Die angehörigenfreundliche Intensivstation ist ein Projekt der Deutschen Fachgesellschaft für Intensivpflege. Wir zertifizieren Intensivstationen, die bestimmte Kriterien erfüllen. Dazu gehören flexible Besuchszeiten über mindestens zwölf Stunden. Besuche sind darüber hinaus in Absprache immer möglich. Voraussetzung ist außerdem ein Wartebereich, damit Angehörige nicht auf dem Flur stehen, sondern einen geschützten Raum haben. Hinzu kommen Bildungsmöglichkeiten für die Teams, damit sie in der Begleitung von Angehörigen geschult sind. Wir haben einen langen Kriterienkatalog und sind froh, dass sich in Deutschland von rund 1.600 Intensivstationen schon 280 haben zertifizieren lassen.
Welche Vorteile sind damit für die Patienten verbunden?
Einige Studien zeigen, dass die Patientinnen und Patienten seltener und wenn, dann ein kürzeres Delir haben. Delir kann zu Demenz führen, zu kognitiven Einschränkungen, zu Pflegebedürftigkeit. Wenn ich das durch erweiterte Besuchszeiten vermeiden kann, weil da eine vertraute Person beim Patienten ist, deren Stimme er kennt, dann ist das Gold wert. Patienten sind zufriedener, sie wachen mit weniger Komplikationen wieder auf, sie haben weniger Angst und Depressionen, weniger Kreislaufprobleme.
„Bei den Familien merken wir, dass es zu einer messbaren Entlastung führt.“
Pflegewissenschaftler
Was können die von Ihnen empfohlenen Intensivtagebücher leisten?
Bei den Patienten, die länger als 24 oder 48 Stunden auf der Station sind, wird den Familien angeboten, dass sie in ein Intensivtagebuch kurze Erklärungen schreiben. Bei den Familien merken wir, dass es zu einer messbaren Entlastung führt. Gerade bei Angehörigen von Intensivpatienten sind die Gefühle häufig durcheinander. Wenn sie aufschreiben können, was sie bewegt und dass sie Angst haben, weil sie nicht wissen, was morgen ist, entlastet das. Gleichzeitig sagen viele Partner und Partnerinnen, dass die Intensivtagebücher helfen, in Kontakt zu bleiben. Viele Intensivpatienten haben Bewusstseinsstörungen oder liegen sogar im Koma. Wenn man dann schreiben kann: Schatz, ich vermisse dich so, dann weiß ich, der oder die wird das später irgendwann lesen.
########################################
• **ZU LÖSENDE AUFGABE**: Schreib den Text über die angehörigenfreundliche Intensivstation oben nach seinem letzten Satz weiter.

• **Gespeicherte Dateneinträge**:
########################################
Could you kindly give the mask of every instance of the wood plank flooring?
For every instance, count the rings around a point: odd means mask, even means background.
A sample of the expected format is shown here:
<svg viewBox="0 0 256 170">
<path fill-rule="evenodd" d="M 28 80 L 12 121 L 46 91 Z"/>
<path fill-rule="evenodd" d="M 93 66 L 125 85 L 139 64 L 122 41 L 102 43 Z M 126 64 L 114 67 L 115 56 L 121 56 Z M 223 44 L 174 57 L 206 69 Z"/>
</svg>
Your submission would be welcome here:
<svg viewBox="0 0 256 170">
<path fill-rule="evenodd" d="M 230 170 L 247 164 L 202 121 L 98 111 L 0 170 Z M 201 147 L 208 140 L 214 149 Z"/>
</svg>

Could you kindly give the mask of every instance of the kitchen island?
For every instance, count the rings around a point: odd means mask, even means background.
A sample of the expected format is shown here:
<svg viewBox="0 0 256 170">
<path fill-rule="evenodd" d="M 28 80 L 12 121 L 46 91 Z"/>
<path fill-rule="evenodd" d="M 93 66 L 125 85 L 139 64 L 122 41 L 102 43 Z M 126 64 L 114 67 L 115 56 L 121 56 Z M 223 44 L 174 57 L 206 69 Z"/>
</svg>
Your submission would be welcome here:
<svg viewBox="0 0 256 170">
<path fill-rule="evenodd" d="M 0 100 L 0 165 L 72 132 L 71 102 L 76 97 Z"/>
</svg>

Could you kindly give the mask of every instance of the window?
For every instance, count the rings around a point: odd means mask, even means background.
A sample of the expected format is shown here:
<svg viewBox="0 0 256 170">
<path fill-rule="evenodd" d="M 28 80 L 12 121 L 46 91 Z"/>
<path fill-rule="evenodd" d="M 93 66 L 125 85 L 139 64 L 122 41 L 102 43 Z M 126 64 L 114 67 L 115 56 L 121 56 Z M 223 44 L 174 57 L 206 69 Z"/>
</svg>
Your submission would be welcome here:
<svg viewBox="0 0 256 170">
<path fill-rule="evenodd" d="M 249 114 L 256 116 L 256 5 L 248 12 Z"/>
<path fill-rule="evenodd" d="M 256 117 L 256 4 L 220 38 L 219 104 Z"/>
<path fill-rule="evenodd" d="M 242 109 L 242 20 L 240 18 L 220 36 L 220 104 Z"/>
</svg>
########################################
• **SCHRIFTLICHE ANTWORT**:
Sie haben auch schon wissenschaftliche Erkenntnisse, dass das bestimmte Folgen, wie beispielsweise Traumatisierung, verhindern kann?
Ja, genau, weniger Angst, Depression, posttraumatische Belastungsstörungen. Bei Angehörigen weniger komplizierte Trauer. Intensivpatienten wissen oft nicht genau, was tatsächlich stattgefunden hat und was nur ein Traum war. Dann denken sie, sie wären tatsächlich von Außerirdischen entführt worden – das fühlt sich für sie echt an. Wenn sie dann im Tagebuch nachlesen können, dass sie eine Infektion hatten und das Personal musste deswegen eine grüne Schutzausrüstung und Mundschutz tragen, erkennen sie: Das waren die grünen Männchen, die sie gesehen haben. Das hilft ihnen, ihre Erfahrungen sinnvoll einzusortieren, und das entlastet sie.
Zur Person
PD Dr. Peter Nydahl hat 30 Jahre lang als Krankenpfleger gearbeitet, meist auf Intensivstationen. Er qualifizierte sich 2016 zum Master of Science in Nursing. Die Promotion folgte 2020, die Habilition 2023. Seit 2021 arbeitet Nydahl am Uniklinikum Schleswig-Holstein in Kiel in der Pflegewissenschaft und -entwicklung. Peter Nydahl erhielt den Deutschen Pflegepreis 2024, verliehen vom Deutschen Pflegerat e. V.